▶ **SET TASK**: Can you set down, word for word, the part of the Urquhart's Law post below from "Assuming other libraries" to "patently flawed logic."?

▶ **PAGE**:
Thursday, August 13, 2015

Urquhart's Law: really?

Sorry, this is just fluff, but this morning's Campus Morning Mail another bit of fluff that I felt drawn to comment on:

Urquhart’s (really old) other law
CMM is a great believer in Urquhart’s Law of Political Communication, (as per the original House of Cards) that the correct response to scandalous statements is “you may say that but I could not possibly comment.” But it turns out another Urquhart had a different law. A reader found it and wanted to know what it means; “the inter-library loan demand for a periodical is as a rule a measure of its total use.” Readers under 50 ask an old librarian why anybody would need to get a library to loan a printed journal
And mystupidbrain wondered about the common sense assumption of using inter library loan to measure a journal's use.  Even in a print world that makes no sense.  ILL is for items you don't have in your library. Arguably what you do have in your library is the most used stuff, or the stuff your clients most want (because it's easier than sending ILL requests).

Assuming other libraries do the same, and that there are a core collection of journals everyone has (say, for example, New Scientist) - so you will never get a request for it from another library. So to say the journal is low-use because no-one ILLs it is patently flawed logic.

▶ **GIVEN DATA**:
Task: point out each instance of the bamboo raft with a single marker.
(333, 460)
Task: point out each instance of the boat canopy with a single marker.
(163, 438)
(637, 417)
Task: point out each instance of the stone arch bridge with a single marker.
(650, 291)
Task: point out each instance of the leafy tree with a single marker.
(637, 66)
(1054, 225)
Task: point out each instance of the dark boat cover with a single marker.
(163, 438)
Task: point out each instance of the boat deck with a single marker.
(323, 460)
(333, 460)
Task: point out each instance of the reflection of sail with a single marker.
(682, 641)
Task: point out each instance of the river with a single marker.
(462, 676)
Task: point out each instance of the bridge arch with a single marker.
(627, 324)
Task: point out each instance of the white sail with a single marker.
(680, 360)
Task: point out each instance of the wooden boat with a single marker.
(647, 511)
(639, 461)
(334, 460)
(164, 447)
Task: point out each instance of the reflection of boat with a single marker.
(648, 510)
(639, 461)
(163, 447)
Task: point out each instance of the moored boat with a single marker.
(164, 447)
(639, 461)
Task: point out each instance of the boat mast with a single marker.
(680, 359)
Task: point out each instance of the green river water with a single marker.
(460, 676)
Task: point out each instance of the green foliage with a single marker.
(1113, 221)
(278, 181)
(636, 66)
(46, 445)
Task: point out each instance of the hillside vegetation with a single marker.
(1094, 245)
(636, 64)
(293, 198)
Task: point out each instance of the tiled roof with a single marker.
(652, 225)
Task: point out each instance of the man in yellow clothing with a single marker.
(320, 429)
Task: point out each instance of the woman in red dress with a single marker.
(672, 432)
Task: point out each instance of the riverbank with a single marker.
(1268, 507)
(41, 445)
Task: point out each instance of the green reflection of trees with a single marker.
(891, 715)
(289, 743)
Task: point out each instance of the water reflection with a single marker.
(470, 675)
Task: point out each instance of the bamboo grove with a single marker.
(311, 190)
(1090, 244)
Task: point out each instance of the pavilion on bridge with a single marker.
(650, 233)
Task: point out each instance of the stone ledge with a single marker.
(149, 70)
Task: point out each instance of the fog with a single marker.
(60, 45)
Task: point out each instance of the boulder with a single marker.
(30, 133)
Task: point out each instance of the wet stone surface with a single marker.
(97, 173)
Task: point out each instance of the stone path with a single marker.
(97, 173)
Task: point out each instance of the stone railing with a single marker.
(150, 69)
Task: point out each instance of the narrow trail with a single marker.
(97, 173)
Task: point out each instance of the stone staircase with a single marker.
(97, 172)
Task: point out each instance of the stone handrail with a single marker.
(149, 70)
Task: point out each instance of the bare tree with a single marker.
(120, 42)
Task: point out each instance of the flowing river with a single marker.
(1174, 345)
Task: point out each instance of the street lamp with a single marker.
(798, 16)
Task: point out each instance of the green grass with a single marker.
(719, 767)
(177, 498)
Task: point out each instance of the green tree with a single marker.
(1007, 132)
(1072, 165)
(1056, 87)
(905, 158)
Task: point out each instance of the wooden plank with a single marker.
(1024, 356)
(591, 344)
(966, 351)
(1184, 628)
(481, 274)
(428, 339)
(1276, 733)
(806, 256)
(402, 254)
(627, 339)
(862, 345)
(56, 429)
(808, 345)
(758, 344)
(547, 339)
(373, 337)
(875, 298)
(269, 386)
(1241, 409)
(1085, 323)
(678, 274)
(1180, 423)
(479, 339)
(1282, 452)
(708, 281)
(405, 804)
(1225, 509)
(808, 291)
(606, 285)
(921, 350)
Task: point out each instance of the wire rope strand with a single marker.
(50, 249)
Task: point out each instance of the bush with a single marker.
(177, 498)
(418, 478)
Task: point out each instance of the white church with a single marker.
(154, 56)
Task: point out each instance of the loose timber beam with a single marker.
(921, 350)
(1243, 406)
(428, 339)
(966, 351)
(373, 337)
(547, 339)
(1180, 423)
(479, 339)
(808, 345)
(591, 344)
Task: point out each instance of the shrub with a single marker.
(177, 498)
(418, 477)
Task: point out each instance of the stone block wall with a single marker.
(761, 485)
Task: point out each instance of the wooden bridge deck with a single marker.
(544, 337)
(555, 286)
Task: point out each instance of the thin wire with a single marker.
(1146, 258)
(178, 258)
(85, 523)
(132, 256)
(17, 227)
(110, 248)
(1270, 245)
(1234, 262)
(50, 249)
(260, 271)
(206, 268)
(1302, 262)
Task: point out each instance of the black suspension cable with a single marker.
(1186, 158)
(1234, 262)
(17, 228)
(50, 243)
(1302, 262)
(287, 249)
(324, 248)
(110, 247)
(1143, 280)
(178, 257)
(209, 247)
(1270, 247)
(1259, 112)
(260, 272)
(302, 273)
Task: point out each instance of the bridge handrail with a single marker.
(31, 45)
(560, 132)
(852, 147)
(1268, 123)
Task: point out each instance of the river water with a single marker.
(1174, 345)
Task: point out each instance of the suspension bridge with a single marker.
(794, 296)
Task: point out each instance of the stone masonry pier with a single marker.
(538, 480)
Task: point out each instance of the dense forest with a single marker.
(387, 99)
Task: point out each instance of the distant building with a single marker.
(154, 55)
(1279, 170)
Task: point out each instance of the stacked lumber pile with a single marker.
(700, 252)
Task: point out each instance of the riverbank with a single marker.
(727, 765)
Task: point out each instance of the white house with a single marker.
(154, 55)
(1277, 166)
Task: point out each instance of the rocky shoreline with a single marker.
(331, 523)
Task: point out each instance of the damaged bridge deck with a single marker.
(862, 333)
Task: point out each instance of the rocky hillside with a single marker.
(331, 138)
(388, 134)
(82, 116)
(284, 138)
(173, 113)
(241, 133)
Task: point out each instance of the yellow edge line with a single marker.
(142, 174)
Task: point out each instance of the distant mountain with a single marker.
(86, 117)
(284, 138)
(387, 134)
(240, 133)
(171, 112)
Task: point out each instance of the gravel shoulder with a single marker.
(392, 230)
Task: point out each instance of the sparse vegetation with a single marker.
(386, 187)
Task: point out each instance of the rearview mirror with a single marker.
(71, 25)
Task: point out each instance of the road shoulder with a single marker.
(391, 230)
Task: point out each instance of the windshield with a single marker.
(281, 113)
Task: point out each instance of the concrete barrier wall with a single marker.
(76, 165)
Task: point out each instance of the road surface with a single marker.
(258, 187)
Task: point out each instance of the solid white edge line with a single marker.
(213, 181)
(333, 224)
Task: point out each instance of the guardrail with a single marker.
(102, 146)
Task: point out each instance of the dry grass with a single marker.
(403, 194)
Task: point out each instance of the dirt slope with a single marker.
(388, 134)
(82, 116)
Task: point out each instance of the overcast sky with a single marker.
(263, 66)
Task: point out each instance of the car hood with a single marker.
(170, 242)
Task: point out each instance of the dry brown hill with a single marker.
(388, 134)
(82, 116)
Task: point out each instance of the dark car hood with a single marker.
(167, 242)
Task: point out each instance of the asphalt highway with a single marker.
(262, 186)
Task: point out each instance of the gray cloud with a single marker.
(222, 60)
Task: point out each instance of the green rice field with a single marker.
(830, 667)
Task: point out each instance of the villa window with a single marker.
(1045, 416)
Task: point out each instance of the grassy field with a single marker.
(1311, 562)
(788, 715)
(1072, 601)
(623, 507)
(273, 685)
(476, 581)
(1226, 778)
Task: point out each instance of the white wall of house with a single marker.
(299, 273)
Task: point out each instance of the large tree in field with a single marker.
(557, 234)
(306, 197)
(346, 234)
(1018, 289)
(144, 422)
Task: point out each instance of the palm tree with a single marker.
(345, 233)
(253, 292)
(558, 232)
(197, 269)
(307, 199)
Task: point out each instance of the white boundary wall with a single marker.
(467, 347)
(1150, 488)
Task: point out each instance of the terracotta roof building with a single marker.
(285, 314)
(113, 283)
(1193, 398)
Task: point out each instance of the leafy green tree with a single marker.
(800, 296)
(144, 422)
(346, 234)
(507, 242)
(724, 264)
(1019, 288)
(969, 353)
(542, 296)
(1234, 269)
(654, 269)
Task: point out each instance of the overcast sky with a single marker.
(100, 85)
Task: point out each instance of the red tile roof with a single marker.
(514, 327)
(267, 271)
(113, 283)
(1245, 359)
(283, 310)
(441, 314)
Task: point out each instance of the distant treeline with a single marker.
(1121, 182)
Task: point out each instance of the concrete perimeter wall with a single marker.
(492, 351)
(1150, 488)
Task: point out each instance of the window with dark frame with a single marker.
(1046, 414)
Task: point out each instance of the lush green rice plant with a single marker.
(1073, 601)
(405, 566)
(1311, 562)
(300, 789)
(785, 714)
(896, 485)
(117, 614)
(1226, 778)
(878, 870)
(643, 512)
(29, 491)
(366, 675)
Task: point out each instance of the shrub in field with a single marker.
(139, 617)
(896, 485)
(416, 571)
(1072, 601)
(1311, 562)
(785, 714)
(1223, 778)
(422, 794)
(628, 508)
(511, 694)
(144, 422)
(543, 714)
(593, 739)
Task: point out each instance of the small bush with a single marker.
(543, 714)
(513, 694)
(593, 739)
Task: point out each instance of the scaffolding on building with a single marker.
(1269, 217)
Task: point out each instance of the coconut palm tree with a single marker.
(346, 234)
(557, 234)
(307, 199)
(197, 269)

▶ **TASK ANSWER**:
Assuming other libraries do the same, and that there are a core collection of journals everyone has (say, for example, New Scientist) - so you will never get a request for it from another library. So to say the journal is low-use because no-one ILLs it is patently flawed logic.